Work to be completed | Set out every line of the listing below as a Markdown table with the columns "Index" and "Entry", numbering the rows in order and skipping blank lines. Leave the pictures out of the table.

The input |
━━━━━━━━━━
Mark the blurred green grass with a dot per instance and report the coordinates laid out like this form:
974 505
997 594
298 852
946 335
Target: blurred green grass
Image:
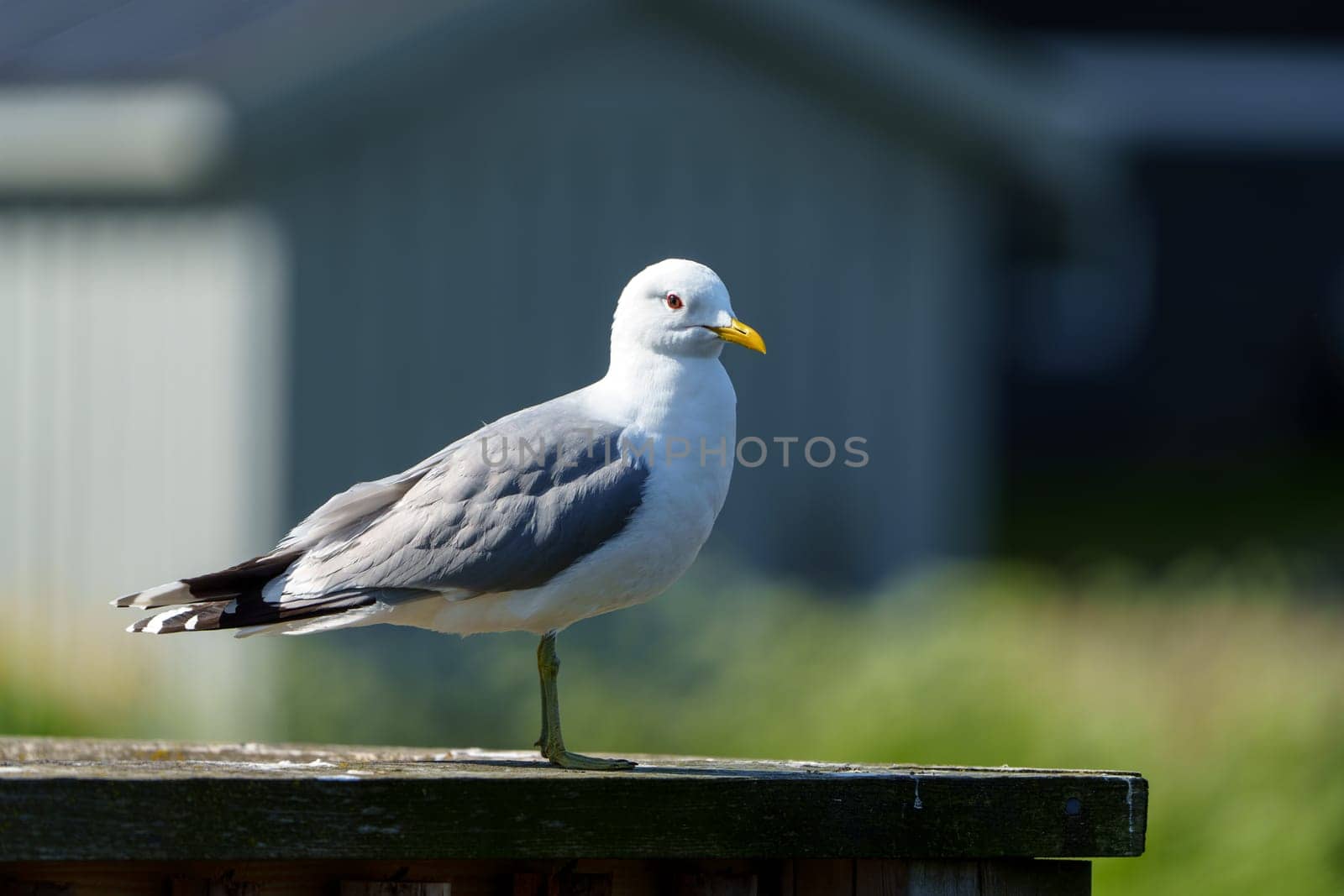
1214 680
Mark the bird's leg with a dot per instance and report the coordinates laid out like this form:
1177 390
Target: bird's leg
548 644
551 739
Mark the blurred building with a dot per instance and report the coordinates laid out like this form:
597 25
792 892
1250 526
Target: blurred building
450 197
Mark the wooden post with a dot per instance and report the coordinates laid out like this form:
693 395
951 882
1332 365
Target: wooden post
239 820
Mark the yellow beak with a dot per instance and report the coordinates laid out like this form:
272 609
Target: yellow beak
739 333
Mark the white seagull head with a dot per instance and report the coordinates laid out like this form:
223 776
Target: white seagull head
679 308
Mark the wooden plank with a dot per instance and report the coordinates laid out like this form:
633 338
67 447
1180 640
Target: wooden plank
823 878
879 878
89 801
394 888
1011 878
991 878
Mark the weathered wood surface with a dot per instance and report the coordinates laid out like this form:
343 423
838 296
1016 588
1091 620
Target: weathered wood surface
585 878
89 799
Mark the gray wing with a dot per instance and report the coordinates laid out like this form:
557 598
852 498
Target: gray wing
507 508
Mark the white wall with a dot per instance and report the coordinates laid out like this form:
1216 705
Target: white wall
140 441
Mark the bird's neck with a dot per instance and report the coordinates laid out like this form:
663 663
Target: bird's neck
659 390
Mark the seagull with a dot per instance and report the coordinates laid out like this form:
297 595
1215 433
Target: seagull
591 503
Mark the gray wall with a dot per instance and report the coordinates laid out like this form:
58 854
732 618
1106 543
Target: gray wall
454 266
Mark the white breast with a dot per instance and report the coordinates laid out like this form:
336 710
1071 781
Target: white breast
694 416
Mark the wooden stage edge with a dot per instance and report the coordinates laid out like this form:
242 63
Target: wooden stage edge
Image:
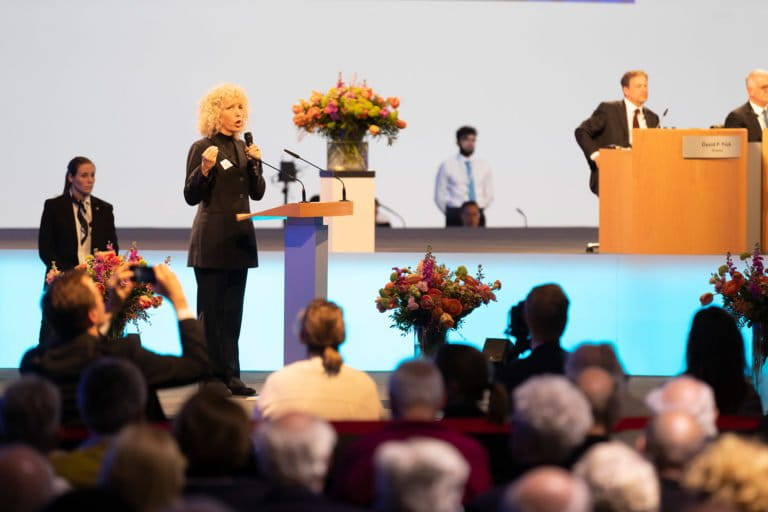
548 240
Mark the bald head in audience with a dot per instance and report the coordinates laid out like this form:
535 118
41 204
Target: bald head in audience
603 393
416 391
26 479
547 489
688 395
672 439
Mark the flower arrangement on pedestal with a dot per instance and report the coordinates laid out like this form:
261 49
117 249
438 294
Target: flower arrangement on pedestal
100 266
345 115
745 296
432 299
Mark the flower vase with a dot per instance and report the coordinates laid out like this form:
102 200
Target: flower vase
759 350
347 155
427 341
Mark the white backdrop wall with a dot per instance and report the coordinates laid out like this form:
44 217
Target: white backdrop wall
119 82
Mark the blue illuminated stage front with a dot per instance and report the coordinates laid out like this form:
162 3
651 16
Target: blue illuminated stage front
642 304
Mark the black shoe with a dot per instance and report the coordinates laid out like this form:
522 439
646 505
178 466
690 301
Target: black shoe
217 387
242 390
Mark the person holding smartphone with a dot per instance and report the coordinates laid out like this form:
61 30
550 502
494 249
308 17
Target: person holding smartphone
222 174
74 224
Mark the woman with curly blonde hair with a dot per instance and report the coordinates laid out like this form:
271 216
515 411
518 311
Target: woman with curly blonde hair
734 471
321 385
222 173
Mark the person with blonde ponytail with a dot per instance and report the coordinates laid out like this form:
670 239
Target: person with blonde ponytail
321 385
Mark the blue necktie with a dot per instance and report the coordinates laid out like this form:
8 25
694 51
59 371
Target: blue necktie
471 180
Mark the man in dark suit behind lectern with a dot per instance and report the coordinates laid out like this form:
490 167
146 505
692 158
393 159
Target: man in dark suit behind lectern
612 121
753 115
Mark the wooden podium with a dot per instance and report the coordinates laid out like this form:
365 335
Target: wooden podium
306 260
681 192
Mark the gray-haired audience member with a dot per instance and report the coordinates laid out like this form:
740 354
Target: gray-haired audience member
688 395
145 468
26 479
550 421
295 450
619 479
416 391
111 394
671 440
547 489
419 475
30 413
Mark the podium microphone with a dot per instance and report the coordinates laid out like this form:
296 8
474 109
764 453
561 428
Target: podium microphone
281 173
343 187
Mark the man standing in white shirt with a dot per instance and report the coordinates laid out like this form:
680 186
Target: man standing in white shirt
612 122
753 115
463 178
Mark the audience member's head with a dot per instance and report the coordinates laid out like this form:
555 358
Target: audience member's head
112 393
603 393
634 85
619 478
26 479
672 439
214 434
466 377
466 138
688 395
295 450
733 471
416 391
30 413
547 489
72 305
757 87
715 355
321 329
546 313
601 355
141 454
419 475
470 214
551 419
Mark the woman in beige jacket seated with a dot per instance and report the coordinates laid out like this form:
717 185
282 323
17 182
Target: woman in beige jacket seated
321 385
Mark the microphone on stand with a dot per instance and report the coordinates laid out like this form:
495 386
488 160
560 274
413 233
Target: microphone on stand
524 216
281 173
343 187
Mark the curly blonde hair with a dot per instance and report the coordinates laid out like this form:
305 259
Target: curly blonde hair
209 114
732 470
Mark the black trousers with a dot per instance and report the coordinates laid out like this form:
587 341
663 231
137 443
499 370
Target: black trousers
453 217
220 296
━━━━━━━━━━
Solution below |
| Index | Entry |
|---|---|
| 1 | Mark the blurred green grass with a dot per instance and report the coordinates laid out like this form: |
| 2 | 974 505 |
| 3 | 997 594 |
| 4 | 298 852 |
| 5 | 946 335 |
| 6 | Target: blurred green grass |
| 7 | Image: |
| 8 | 1214 680 |
| 9 | Mark the bird's leg with a dot per instance and report the coordinates laid out like this form: |
| 10 | 1177 390 |
| 11 | Target: bird's leg |
| 12 | 548 644 |
| 13 | 551 739 |
| 14 | Mark the blurred building with a dot per instance and report the coordinates laid out like this form: |
| 15 | 597 25 |
| 16 | 792 892 |
| 17 | 1250 526 |
| 18 | Target: blurred building |
| 19 | 450 197 |
| 20 | Mark the wooden post with a dot per instance and report the coordinates laid out like this form: |
| 21 | 693 395 |
| 22 | 951 882 |
| 23 | 1332 365 |
| 24 | Target: wooden post |
| 25 | 239 820 |
| 26 | Mark the yellow beak with a dot per instance and report the coordinates laid out like this form: |
| 27 | 272 609 |
| 28 | Target: yellow beak |
| 29 | 739 333 |
| 30 | Mark the white seagull head with a dot per instance and report the coordinates laid out like this form: |
| 31 | 223 776 |
| 32 | Target: white seagull head |
| 33 | 679 308 |
| 34 | Mark the wooden plank with a dot per instance and report the coordinates laid out like this form: |
| 35 | 633 338 |
| 36 | 67 447 |
| 37 | 1180 640 |
| 38 | Target: wooden plank |
| 39 | 823 878 |
| 40 | 879 878 |
| 41 | 89 801 |
| 42 | 394 888 |
| 43 | 1011 878 |
| 44 | 991 878 |
| 45 | Mark the weathered wood surface with a dot per instance and report the coordinates laid out like this form: |
| 46 | 343 423 |
| 47 | 838 296 |
| 48 | 1016 588 |
| 49 | 1091 620 |
| 50 | Target: weathered wood surface |
| 51 | 585 878 |
| 52 | 89 799 |
| 53 | Mark the gray wing with a dot per instance and report the coordinates laid out like this form: |
| 54 | 557 598 |
| 55 | 852 498 |
| 56 | Target: gray wing |
| 57 | 507 508 |
| 58 | Mark the white wall with a dot per instance and report the coordinates laid out like this form: |
| 59 | 1216 705 |
| 60 | Target: white wall |
| 61 | 140 441 |
| 62 | Mark the bird's neck with a dot per instance and report the coordinates laid out like this form: |
| 63 | 663 663 |
| 64 | Target: bird's neck |
| 65 | 659 390 |
| 66 | Mark the seagull with a dot per instance and report the coordinates laid out like this form: |
| 67 | 297 595 |
| 68 | 1215 433 |
| 69 | Target: seagull |
| 70 | 591 503 |
| 71 | Mark the gray wall with a dot per instance and report the coordinates laid out like this form: |
| 72 | 58 854 |
| 73 | 732 618 |
| 74 | 1106 543 |
| 75 | Target: gray wall |
| 76 | 454 266 |
| 77 | Mark the white breast with a dot per instance and report the coordinates laid out like this form: |
| 78 | 336 710 |
| 79 | 1071 781 |
| 80 | Target: white breast |
| 81 | 694 416 |
| 82 | Mark the wooden stage edge with a dot per instance and report the coordinates laid out like this form: |
| 83 | 242 63 |
| 84 | Target: wooden stage edge |
| 85 | Image: |
| 86 | 548 240 |
| 87 | Mark the bald head in audience with a dot per instance and report the coordinates laid out like this form: |
| 88 | 535 118 |
| 89 | 41 204 |
| 90 | Target: bald head in audience |
| 91 | 603 393 |
| 92 | 416 391 |
| 93 | 26 479 |
| 94 | 547 489 |
| 95 | 688 395 |
| 96 | 672 439 |
| 97 | Mark the flower arrangement on pedestal with a dot per instance and report the coordinates laid out like this form: |
| 98 | 261 49 |
| 99 | 117 249 |
| 100 | 438 294 |
| 101 | Target: flower arrangement on pedestal |
| 102 | 100 266 |
| 103 | 345 115 |
| 104 | 745 296 |
| 105 | 432 299 |
| 106 | Mark the flower vase with a dot per instance and report the coordinates laid out like this form: |
| 107 | 102 200 |
| 108 | Target: flower vase |
| 109 | 759 350 |
| 110 | 347 155 |
| 111 | 427 341 |
| 112 | Mark the white backdrop wall with a dot per instance and report the coordinates laid out like this form: |
| 113 | 44 217 |
| 114 | Target: white backdrop wall |
| 115 | 119 82 |
| 116 | Mark the blue illuminated stage front with a dot per instance and report the coordinates laid out like this form: |
| 117 | 162 3 |
| 118 | 651 16 |
| 119 | Target: blue illuminated stage front |
| 120 | 642 304 |
| 121 | Mark the black shoe with a dot per instance and report the coordinates laid out like this form: |
| 122 | 522 439 |
| 123 | 646 505 |
| 124 | 178 466 |
| 125 | 690 301 |
| 126 | Target: black shoe |
| 127 | 217 387 |
| 128 | 242 390 |
| 129 | Mark the person holding smartphone with a dot per instance and report the coordinates laid out like this form: |
| 130 | 61 30 |
| 131 | 550 502 |
| 132 | 494 249 |
| 133 | 308 17 |
| 134 | Target: person holding smartphone |
| 135 | 222 174 |
| 136 | 74 224 |
| 137 | Mark the woman with curly blonde hair with a dot per instance and report the coordinates laid out like this form: |
| 138 | 271 216 |
| 139 | 515 411 |
| 140 | 518 311 |
| 141 | Target: woman with curly blonde hair |
| 142 | 734 471 |
| 143 | 321 385 |
| 144 | 222 173 |
| 145 | Mark the person with blonde ponytail with a dot per instance and report the coordinates laid out like this form: |
| 146 | 670 239 |
| 147 | Target: person with blonde ponytail |
| 148 | 321 385 |
| 149 | Mark the blue necktie with a dot per instance and report the coordinates laid out like this form: |
| 150 | 8 25 |
| 151 | 694 51 |
| 152 | 59 371 |
| 153 | Target: blue necktie |
| 154 | 471 180 |
| 155 | Mark the man in dark suit behind lectern with a dot per instance and report the coordinates laid out like this form: |
| 156 | 490 167 |
| 157 | 146 505 |
| 158 | 692 158 |
| 159 | 393 159 |
| 160 | Target: man in dark suit behind lectern |
| 161 | 612 121 |
| 162 | 753 115 |
| 163 | Mark the wooden podium with a dot per instance and report the coordinates laid out like this form: |
| 164 | 365 335 |
| 165 | Target: wooden podium |
| 166 | 306 260 |
| 167 | 681 192 |
| 168 | Mark the gray-haired audience member with a dot per instance and report the coordinates laid out like this form: |
| 169 | 740 354 |
| 170 | Target: gray-haired audience member |
| 171 | 688 395 |
| 172 | 145 468 |
| 173 | 26 479 |
| 174 | 550 421 |
| 175 | 295 450 |
| 176 | 619 479 |
| 177 | 416 391 |
| 178 | 111 394 |
| 179 | 671 440 |
| 180 | 547 489 |
| 181 | 419 475 |
| 182 | 30 413 |
| 183 | Mark the podium microphone with a dot per instance and report the coordinates laid out like this form: |
| 184 | 296 8 |
| 185 | 474 109 |
| 186 | 764 453 |
| 187 | 561 428 |
| 188 | Target: podium microphone |
| 189 | 281 173 |
| 190 | 343 187 |
| 191 | Mark the man standing in white shirt with a dot per instance and report the coordinates laid out like this form: |
| 192 | 680 186 |
| 193 | Target: man standing in white shirt |
| 194 | 612 122 |
| 195 | 753 115 |
| 196 | 463 178 |
| 197 | Mark the audience member's head with a dot per instance and report the coordinates laid out like this form: |
| 198 | 555 358 |
| 199 | Target: audience member's head |
| 200 | 112 393 |
| 201 | 603 393 |
| 202 | 634 85 |
| 203 | 619 478 |
| 204 | 26 479 |
| 205 | 672 439 |
| 206 | 214 434 |
| 207 | 466 377 |
| 208 | 466 138 |
| 209 | 688 395 |
| 210 | 295 450 |
| 211 | 733 471 |
| 212 | 416 391 |
| 213 | 30 413 |
| 214 | 547 489 |
| 215 | 72 305 |
| 216 | 757 87 |
| 217 | 715 355 |
| 218 | 321 329 |
| 219 | 546 313 |
| 220 | 601 355 |
| 221 | 141 454 |
| 222 | 419 475 |
| 223 | 470 214 |
| 224 | 551 419 |
| 225 | Mark the woman in beige jacket seated with a dot per instance and report the coordinates laid out like this form: |
| 226 | 717 185 |
| 227 | 282 323 |
| 228 | 17 182 |
| 229 | Target: woman in beige jacket seated |
| 230 | 321 385 |
| 231 | Mark the microphone on stand with a dot per instance and report the coordinates laid out like this form: |
| 232 | 495 386 |
| 233 | 488 160 |
| 234 | 560 274 |
| 235 | 413 233 |
| 236 | Target: microphone on stand |
| 237 | 524 216 |
| 238 | 281 173 |
| 239 | 343 187 |
| 240 | Mark the curly blonde hair with a dot per instance and report the coordinates laid out like this form: |
| 241 | 305 259 |
| 242 | Target: curly blonde hair |
| 243 | 209 114 |
| 244 | 732 470 |
| 245 | Mark the black trousers with a dot per instance and report the coordinates laid out like this form: |
| 246 | 587 341 |
| 247 | 663 231 |
| 248 | 137 443 |
| 249 | 499 370 |
| 250 | Target: black trousers |
| 251 | 453 217 |
| 252 | 220 296 |